START Task material

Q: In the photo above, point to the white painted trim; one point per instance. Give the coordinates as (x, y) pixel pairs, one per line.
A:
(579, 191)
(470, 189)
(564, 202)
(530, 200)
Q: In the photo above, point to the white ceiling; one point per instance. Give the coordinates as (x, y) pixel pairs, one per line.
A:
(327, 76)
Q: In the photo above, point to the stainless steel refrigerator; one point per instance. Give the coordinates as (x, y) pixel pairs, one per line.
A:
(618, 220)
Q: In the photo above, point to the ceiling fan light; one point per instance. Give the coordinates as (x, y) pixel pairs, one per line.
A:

END Task material

■ **What the task requires**
Repeat the data. Leave nothing out and change nothing.

■ **Exercise response**
Q: In the photo above, point to the white painted trim; one point per instance. Give the coordinates as (x, y) pixel pairs, one per line.
A:
(579, 191)
(470, 189)
(564, 202)
(530, 200)
Q: In the photo above, point to the white ceiling; one point per instance. Give the coordinates as (x, y) pixel pairs, one per line.
A:
(327, 76)
Q: In the photo above, point to the stainless steel refrigerator; one point per instance. Give the coordinates as (x, y) pixel pairs, one per line.
A:
(618, 220)
Q: In the photo above, point to the ceiling fan light; one point per instance. Give the coordinates as (x, y) pixel pairs, one per line.
A:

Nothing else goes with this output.